Selection:
══════
Putting play in the process: Is play rigorous?

From: Stacey Salazar

As noted in recent reports like this one, many educators equate ‘rigor’ with pain, rigid thinking, harshness, and extra homework – a view that can cause curricula to become narrow and dull. In fact, understood this way, ‘rigor’ has little connection to the inquisitiveness, perseverance, and creative thinking needed for lifelong learning. However, I encountered an exciting definition for rigor in Maryland’s Howard County Public Schools, where I recently led a workshop for K-12 art educators.

Image-1_420A group of Howard County artist-educators use their bodies to create a visual metaphor for collaboration.

Using a slight adaptation of a definition published by Mindsteps (2012), Howard County says:

Rigor is a quality of instruction that requires each and every student to: construct meaning, impose structure on information, integrate individual skills into processes, operate within but be at the outer edge of current ability, and apply what is learned to more than one context and to unpredictable situations.

In reading this definition, it occurred to me that play is rigorous. Consider the following correspondences between play in the art classroom and Howard County’s definition of rigor:

Play provides openings for the players (students) to construct meaning through individual choice making.

Play affords opportunities for players (students) to integrate individual artmaking skills into processes.

Certain types of play, such as Pretend Play, encourage players (students) to work at the outer edge of their ability.

Since play experiences have no predetermined end, play might inspire players (students) to operate productively in unpredictable situations.

As your September Monthly Mentor, it has been my pleasure to share thoughts, strategies, and resources for putting play in the process. I hope these posts support you as you endeavor to structure opportunities for play in your art classroom – not only because play might be rigorous, but also because:

play is authentic to contemporary art making practices,
play is conducive to creativity and lifelong learning,
and play makes learning fun!

Thursday 09.24.15

Putting play in the process: “Wild and Safe” in the Art Classroom

From: Stacey Salazar

Ann Hamilton’s large-scale collaborative installation-performance is a provocative intersection of object, action, and context – creating a “wild and safe” sensation for participants. However, the more modestly scaled One Minute Sculptures by Erwin Wurm – which also engage object, action, and context – might more readily translate to the art classroom.

Image 1

When I was teaching at the high school level, and later in a pre-service art education program at MICA, my students considered the ways in which artwork like Wurm’s questioned cultural norms in museums, galleries, and other institutional settings.

Image 2

The students viewed Music for One Apartment and Six Drummers by Sounds Without Noise (which proposes a fresh way to engage with objects in the home) and Fred Wilson’s provocative re-installation of objects from the collection of the Maryland Historical Society in the City of Baltimore.

Image 3

My students then developed their own one-minute-sculptures based on the prompt: Choose an object from your everyday life, and act on that object so that the meaning of the object is altered, or so that the way you normally behave in the art classroom is changed. Ultimately students structured a collaborative performance of one-minute-sculptures that unfolded over several minutes of class time. The humorous and subversive qualities of such artworks appeal to adolescents and young adults, allowing them safe, imaginative avenues for challenging institutional and cultural constraints. And it seems to me that the object/action/context process is similar to ‘pretend play,’ which scholars like Lev Vygotsky, Michelle Root-Bernstein, and Stuart Brown have identified as beneficial to learning and creativity.
══════
Collection entries:
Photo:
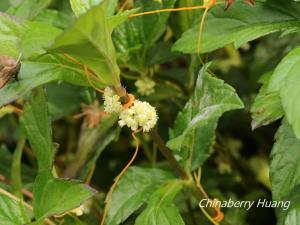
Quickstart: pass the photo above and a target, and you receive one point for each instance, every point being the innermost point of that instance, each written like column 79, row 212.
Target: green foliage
column 134, row 38
column 285, row 80
column 60, row 195
column 135, row 188
column 57, row 196
column 12, row 212
column 70, row 49
column 160, row 208
column 85, row 41
column 284, row 168
column 240, row 25
column 267, row 106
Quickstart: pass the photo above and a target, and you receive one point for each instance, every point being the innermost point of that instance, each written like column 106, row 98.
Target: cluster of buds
column 145, row 86
column 137, row 115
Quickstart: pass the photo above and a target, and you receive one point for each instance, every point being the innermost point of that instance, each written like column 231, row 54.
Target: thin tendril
column 208, row 216
column 113, row 187
column 168, row 10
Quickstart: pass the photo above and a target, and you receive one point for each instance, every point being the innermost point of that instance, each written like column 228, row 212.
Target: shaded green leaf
column 36, row 37
column 89, row 41
column 134, row 189
column 56, row 196
column 80, row 7
column 240, row 24
column 29, row 9
column 285, row 168
column 161, row 209
column 37, row 126
column 193, row 133
column 12, row 212
column 10, row 33
column 63, row 99
column 46, row 69
column 267, row 106
column 291, row 215
column 136, row 36
column 286, row 81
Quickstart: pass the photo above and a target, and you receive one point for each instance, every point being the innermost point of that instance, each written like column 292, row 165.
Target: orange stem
column 168, row 10
column 113, row 187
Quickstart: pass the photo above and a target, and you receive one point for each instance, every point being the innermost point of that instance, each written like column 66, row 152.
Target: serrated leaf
column 43, row 70
column 36, row 37
column 136, row 36
column 285, row 168
column 80, row 7
column 267, row 106
column 37, row 126
column 70, row 220
column 89, row 41
column 10, row 33
column 291, row 215
column 286, row 81
column 193, row 133
column 134, row 189
column 12, row 212
column 160, row 209
column 240, row 24
column 56, row 196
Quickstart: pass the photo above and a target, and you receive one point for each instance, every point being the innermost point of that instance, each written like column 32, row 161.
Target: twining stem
column 16, row 180
column 15, row 198
column 168, row 10
column 113, row 187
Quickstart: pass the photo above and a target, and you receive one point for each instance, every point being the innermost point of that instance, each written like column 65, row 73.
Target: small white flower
column 112, row 101
column 145, row 86
column 140, row 114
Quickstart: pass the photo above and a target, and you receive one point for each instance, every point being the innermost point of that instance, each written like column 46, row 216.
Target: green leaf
column 28, row 173
column 70, row 220
column 160, row 209
column 286, row 80
column 267, row 106
column 193, row 133
column 134, row 189
column 56, row 196
column 291, row 215
column 135, row 37
column 89, row 41
column 12, row 212
column 240, row 24
column 37, row 126
column 51, row 196
column 285, row 168
column 29, row 9
column 10, row 33
column 91, row 144
column 46, row 69
column 36, row 37
column 80, row 7
column 63, row 99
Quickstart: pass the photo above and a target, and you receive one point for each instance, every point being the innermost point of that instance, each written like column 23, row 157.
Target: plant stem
column 16, row 180
column 168, row 155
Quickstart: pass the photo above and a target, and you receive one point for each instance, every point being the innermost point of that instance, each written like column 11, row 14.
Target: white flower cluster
column 145, row 86
column 138, row 115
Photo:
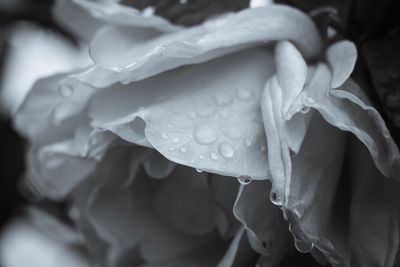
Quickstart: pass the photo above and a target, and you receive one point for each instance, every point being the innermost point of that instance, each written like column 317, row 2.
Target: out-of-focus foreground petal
column 40, row 240
column 128, row 217
column 252, row 27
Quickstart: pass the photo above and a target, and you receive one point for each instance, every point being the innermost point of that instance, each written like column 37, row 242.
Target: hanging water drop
column 303, row 246
column 245, row 179
column 222, row 99
column 226, row 150
column 247, row 142
column 244, row 94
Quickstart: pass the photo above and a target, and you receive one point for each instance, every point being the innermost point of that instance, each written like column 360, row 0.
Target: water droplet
column 245, row 179
column 176, row 140
column 304, row 109
column 244, row 94
column 74, row 213
column 204, row 134
column 65, row 90
column 222, row 99
column 225, row 113
column 148, row 11
column 205, row 109
column 94, row 141
column 213, row 156
column 247, row 142
column 226, row 150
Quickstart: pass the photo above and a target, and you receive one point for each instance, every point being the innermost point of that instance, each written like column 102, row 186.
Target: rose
column 191, row 95
column 37, row 238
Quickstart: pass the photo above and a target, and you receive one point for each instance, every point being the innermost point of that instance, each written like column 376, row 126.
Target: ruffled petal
column 264, row 224
column 374, row 215
column 341, row 57
column 225, row 191
column 348, row 109
column 215, row 126
column 251, row 27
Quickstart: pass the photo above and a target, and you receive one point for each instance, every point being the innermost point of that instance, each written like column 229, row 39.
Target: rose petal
column 342, row 58
column 247, row 28
column 342, row 108
column 225, row 191
column 375, row 205
column 50, row 105
column 113, row 12
column 215, row 126
column 76, row 19
column 312, row 203
column 266, row 229
column 291, row 72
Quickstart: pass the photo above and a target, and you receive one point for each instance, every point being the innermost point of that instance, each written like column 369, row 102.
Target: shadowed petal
column 215, row 126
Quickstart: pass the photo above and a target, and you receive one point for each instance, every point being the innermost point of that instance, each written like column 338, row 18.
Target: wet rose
column 252, row 96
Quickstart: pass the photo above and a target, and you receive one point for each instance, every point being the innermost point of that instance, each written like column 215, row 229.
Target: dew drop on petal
column 247, row 142
column 205, row 134
column 245, row 179
column 244, row 94
column 303, row 246
column 226, row 150
column 213, row 156
column 65, row 90
column 274, row 199
column 74, row 213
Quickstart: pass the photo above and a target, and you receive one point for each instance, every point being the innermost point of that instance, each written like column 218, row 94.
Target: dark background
column 373, row 25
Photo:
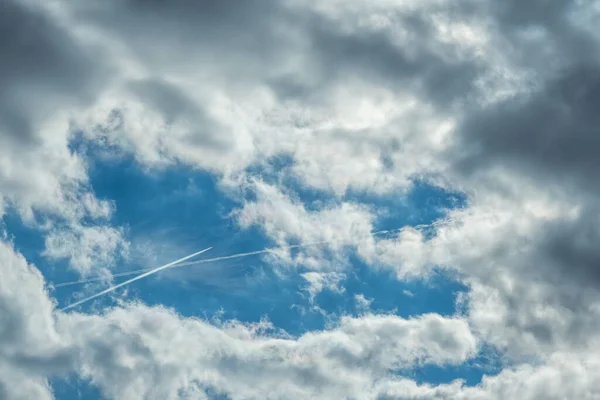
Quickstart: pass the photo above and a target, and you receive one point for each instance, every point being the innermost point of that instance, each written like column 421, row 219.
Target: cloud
column 493, row 99
column 152, row 352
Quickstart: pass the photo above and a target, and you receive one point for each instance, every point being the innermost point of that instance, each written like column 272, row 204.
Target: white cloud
column 487, row 98
column 87, row 248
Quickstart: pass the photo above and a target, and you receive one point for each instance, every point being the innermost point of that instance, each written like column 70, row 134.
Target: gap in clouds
column 74, row 388
column 174, row 211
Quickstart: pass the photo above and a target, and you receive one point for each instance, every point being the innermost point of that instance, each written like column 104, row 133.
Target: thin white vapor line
column 152, row 271
column 270, row 250
column 207, row 260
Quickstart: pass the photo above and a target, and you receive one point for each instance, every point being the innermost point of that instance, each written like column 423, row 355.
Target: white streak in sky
column 271, row 250
column 152, row 271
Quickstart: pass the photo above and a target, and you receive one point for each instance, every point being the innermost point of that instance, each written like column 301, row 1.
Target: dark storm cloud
column 249, row 40
column 552, row 134
column 41, row 66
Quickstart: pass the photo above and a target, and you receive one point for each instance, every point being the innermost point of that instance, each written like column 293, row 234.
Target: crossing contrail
column 152, row 271
column 239, row 255
column 209, row 260
column 206, row 260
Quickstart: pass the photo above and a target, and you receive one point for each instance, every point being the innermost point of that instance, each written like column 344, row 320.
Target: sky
column 415, row 182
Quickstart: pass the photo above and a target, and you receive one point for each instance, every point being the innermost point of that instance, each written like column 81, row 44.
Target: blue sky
column 182, row 210
column 418, row 177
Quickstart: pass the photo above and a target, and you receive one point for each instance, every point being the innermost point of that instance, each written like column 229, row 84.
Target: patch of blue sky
column 74, row 388
column 178, row 210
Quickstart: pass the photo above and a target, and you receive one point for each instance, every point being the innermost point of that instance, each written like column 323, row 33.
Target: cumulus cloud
column 494, row 99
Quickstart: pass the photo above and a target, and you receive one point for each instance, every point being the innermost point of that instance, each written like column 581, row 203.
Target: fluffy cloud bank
column 495, row 99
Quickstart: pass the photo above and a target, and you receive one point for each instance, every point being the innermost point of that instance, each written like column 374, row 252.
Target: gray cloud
column 42, row 68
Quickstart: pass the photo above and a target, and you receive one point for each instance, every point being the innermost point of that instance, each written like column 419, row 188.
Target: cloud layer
column 360, row 99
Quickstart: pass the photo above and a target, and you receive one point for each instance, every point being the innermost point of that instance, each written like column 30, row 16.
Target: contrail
column 270, row 250
column 207, row 260
column 152, row 271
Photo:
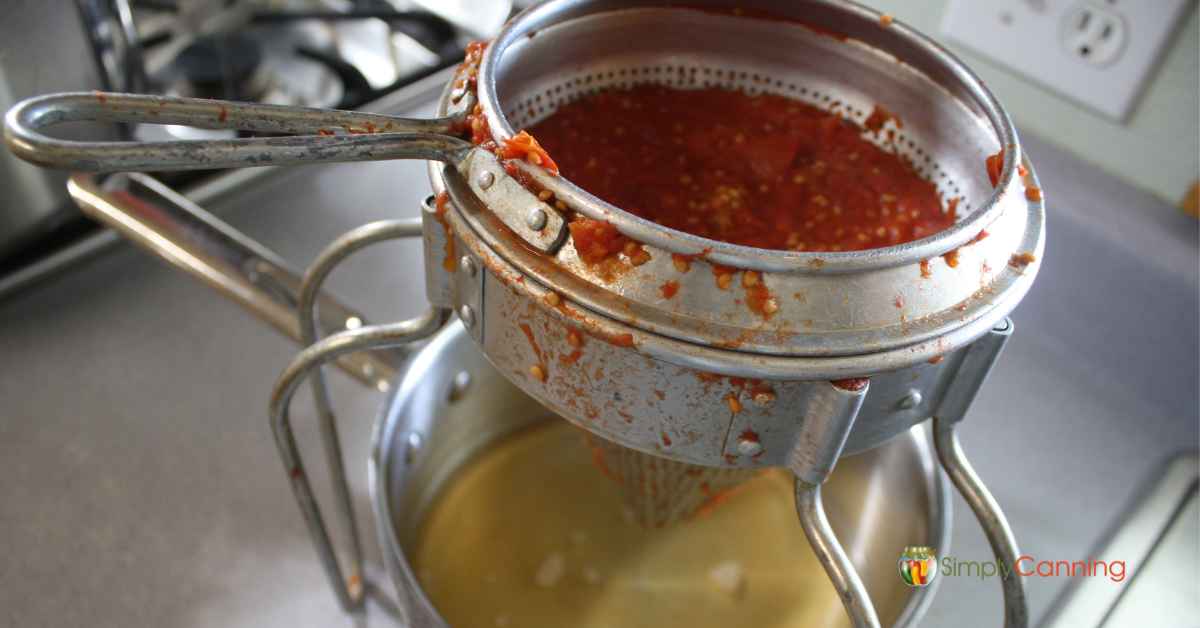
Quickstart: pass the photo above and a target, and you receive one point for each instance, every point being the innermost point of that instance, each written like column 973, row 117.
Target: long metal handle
column 172, row 227
column 991, row 519
column 349, row 588
column 310, row 289
column 310, row 136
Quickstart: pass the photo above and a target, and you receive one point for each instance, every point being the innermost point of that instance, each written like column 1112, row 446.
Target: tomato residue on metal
column 853, row 384
column 537, row 352
column 760, row 171
column 525, row 148
column 450, row 262
column 759, row 298
column 879, row 118
column 1021, row 259
column 595, row 240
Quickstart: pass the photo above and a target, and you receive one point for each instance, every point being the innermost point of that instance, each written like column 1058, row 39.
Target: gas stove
column 347, row 54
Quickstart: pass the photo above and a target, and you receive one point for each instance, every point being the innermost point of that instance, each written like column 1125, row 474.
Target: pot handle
column 168, row 225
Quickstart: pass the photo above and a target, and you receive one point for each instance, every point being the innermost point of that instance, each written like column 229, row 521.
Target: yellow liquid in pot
column 529, row 534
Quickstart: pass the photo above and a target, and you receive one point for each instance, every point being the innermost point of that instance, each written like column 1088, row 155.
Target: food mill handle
column 168, row 225
column 303, row 135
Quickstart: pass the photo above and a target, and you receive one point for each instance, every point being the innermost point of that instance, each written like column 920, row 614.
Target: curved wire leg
column 828, row 550
column 991, row 519
column 310, row 288
column 349, row 593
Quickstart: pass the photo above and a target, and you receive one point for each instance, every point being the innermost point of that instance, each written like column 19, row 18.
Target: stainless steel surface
column 349, row 587
column 106, row 519
column 189, row 238
column 991, row 519
column 631, row 386
column 450, row 430
column 310, row 288
column 1157, row 545
column 838, row 567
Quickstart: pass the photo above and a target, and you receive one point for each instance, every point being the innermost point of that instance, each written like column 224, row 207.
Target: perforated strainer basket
column 661, row 383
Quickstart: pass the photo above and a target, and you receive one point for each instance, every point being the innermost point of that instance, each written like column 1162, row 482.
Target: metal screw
column 749, row 447
column 911, row 400
column 486, row 179
column 467, row 315
column 468, row 265
column 537, row 219
column 459, row 386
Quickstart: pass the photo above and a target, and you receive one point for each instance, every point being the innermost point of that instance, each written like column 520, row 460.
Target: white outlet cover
column 1027, row 36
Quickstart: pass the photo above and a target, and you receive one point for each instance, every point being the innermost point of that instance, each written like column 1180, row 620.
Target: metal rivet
column 468, row 265
column 749, row 447
column 412, row 447
column 486, row 179
column 537, row 219
column 459, row 386
column 911, row 400
column 467, row 315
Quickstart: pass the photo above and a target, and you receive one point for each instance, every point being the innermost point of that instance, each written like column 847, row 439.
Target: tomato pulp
column 759, row 171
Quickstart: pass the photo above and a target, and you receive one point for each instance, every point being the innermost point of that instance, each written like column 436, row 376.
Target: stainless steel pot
column 451, row 405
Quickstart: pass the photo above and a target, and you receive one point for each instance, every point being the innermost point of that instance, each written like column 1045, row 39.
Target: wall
column 1157, row 148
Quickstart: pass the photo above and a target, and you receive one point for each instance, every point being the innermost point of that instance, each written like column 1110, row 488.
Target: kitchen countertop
column 139, row 484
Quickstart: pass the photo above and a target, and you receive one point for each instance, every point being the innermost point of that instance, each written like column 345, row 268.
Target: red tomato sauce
column 759, row 171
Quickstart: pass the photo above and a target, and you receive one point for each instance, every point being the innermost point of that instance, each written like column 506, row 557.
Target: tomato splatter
column 995, row 165
column 670, row 289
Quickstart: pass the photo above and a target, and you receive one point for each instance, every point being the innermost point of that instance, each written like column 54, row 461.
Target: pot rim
column 747, row 257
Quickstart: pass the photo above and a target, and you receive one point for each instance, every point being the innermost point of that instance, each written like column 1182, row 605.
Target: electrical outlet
column 1093, row 34
column 1095, row 52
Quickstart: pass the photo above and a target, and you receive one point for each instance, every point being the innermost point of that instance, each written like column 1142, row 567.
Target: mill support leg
column 827, row 425
column 972, row 371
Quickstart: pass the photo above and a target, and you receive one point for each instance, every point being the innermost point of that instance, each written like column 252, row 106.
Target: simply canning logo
column 921, row 566
column 918, row 566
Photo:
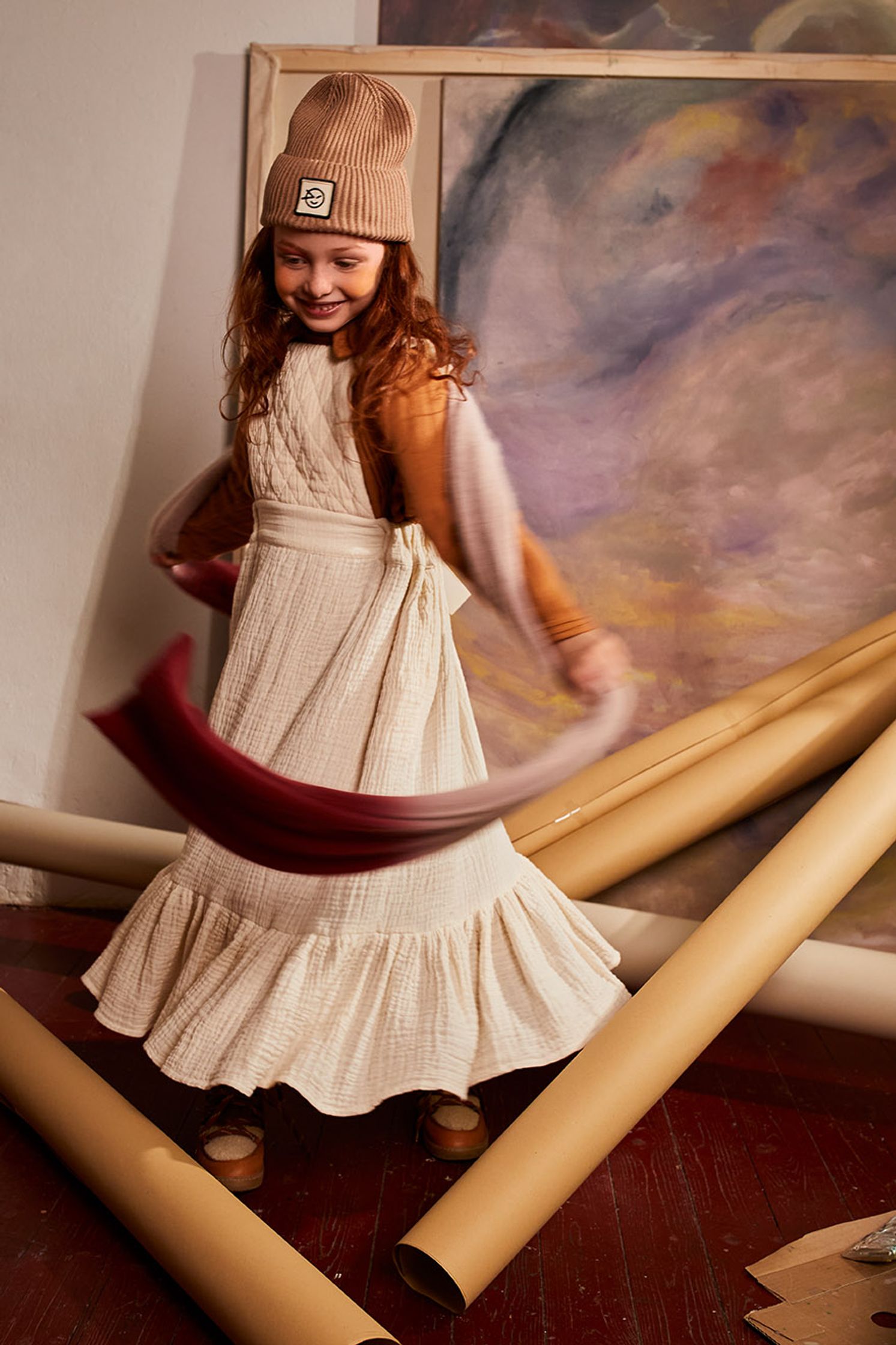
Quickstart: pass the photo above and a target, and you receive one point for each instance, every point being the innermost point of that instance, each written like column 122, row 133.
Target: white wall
column 122, row 147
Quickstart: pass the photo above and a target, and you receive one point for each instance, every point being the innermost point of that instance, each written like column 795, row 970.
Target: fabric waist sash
column 307, row 529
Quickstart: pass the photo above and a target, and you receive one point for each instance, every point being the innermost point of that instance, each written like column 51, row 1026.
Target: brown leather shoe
column 452, row 1128
column 232, row 1140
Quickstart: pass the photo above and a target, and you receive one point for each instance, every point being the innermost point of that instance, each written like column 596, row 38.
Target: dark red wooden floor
column 778, row 1129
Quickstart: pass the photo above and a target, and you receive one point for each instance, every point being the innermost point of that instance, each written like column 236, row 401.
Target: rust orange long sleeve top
column 404, row 482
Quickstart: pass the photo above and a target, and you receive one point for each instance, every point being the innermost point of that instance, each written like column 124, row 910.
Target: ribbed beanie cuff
column 343, row 167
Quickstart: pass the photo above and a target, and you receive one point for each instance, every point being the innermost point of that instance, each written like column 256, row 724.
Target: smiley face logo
column 314, row 197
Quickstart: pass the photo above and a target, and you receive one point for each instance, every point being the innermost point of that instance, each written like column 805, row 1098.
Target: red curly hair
column 399, row 335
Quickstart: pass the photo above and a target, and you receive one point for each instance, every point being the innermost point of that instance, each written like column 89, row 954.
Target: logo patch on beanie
column 314, row 198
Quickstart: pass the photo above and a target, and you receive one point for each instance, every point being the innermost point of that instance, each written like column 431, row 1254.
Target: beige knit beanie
column 343, row 169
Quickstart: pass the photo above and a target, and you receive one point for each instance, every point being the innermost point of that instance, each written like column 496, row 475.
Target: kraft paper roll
column 88, row 848
column 249, row 1281
column 831, row 985
column 489, row 1215
column 607, row 785
column 727, row 786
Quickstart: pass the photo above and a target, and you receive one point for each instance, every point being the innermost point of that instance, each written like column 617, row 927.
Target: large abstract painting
column 685, row 299
column 848, row 26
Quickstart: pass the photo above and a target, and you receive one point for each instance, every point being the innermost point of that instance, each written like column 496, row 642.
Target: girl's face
column 325, row 279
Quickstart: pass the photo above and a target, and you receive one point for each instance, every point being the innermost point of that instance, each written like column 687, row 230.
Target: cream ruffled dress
column 341, row 670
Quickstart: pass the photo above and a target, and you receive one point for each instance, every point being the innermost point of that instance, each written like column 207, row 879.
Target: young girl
column 431, row 974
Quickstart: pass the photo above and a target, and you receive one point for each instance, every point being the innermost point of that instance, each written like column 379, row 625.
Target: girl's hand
column 594, row 663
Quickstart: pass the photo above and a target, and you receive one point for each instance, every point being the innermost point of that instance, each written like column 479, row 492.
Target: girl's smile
column 325, row 279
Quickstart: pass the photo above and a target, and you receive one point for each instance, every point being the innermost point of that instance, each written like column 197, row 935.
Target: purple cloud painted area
column 684, row 294
column 849, row 26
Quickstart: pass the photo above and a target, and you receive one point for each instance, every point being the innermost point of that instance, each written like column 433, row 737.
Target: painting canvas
column 685, row 300
column 821, row 26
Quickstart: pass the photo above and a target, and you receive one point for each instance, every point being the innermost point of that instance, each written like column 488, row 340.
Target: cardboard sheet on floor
column 253, row 1284
column 505, row 1197
column 627, row 774
column 824, row 1298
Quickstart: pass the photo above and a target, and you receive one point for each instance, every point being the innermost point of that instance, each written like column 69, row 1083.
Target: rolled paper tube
column 727, row 786
column 254, row 1285
column 831, row 985
column 607, row 785
column 88, row 848
column 489, row 1215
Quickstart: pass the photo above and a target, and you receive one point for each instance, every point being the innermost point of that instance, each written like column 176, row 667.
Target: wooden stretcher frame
column 280, row 76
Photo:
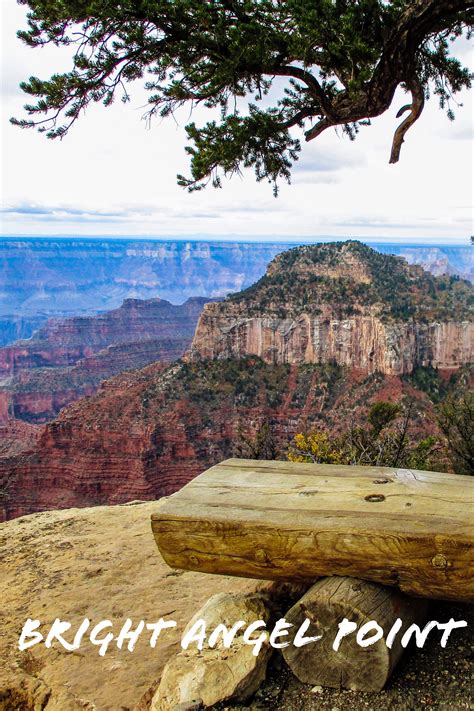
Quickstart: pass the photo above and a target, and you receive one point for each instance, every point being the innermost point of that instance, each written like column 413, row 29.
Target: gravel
column 427, row 678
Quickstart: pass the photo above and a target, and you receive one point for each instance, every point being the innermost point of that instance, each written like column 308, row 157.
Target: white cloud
column 113, row 175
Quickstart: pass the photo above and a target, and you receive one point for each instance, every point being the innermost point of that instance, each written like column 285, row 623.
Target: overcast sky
column 114, row 176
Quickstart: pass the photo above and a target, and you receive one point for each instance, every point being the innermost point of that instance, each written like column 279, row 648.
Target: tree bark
column 352, row 666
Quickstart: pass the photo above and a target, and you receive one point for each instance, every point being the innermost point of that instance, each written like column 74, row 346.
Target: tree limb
column 416, row 107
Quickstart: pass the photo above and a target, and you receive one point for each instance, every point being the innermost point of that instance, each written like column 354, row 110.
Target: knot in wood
column 261, row 556
column 439, row 561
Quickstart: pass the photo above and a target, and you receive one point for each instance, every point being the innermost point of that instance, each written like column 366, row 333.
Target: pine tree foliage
column 329, row 63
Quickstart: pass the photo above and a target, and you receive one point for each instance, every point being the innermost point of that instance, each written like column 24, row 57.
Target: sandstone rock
column 217, row 674
column 227, row 608
column 214, row 675
column 68, row 358
column 336, row 304
column 100, row 563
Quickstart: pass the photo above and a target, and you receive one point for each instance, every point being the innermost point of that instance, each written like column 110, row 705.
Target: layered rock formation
column 68, row 358
column 332, row 336
column 102, row 563
column 347, row 304
column 148, row 432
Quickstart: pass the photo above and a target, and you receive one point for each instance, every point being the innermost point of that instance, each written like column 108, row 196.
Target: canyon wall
══════
What to do:
1. According to the article on play in art education, in which school system did the writer lead a workshop for K-12 art educators?
2. Translate this sentence from the article on play in art education into Spanish: "Play affords opportunities for players (students) to integrate individual artmaking skills into processes."
3. Repeat the stretch of the article on play in art education from "Ann Hamilton’s large-scale" through "other institutional settings.", word for word.

Responses to the exercise:
1. Howard County Public Schools in Maryland.

2. El juego ofrece oportunidades para que los jugadores (estudiantes) integren habilidades artísticas individuales en procesos.

3.
Ann Hamilton’s large-scale collaborative installation-performance is a provocative intersection of object, action, and context – creating a “wild and safe” sensation for participants. However, the more modestly scaled One Minute Sculptures by Erwin Wurm – which also engage object, action, and context – might more readily translate to the art classroom.

Image 1

When I was teaching at the high school level, and later in a pre-service art education program at MICA, my students considered the ways in which artwork like Wurm’s questioned cultural norms in museums, galleries, and other institutional settings.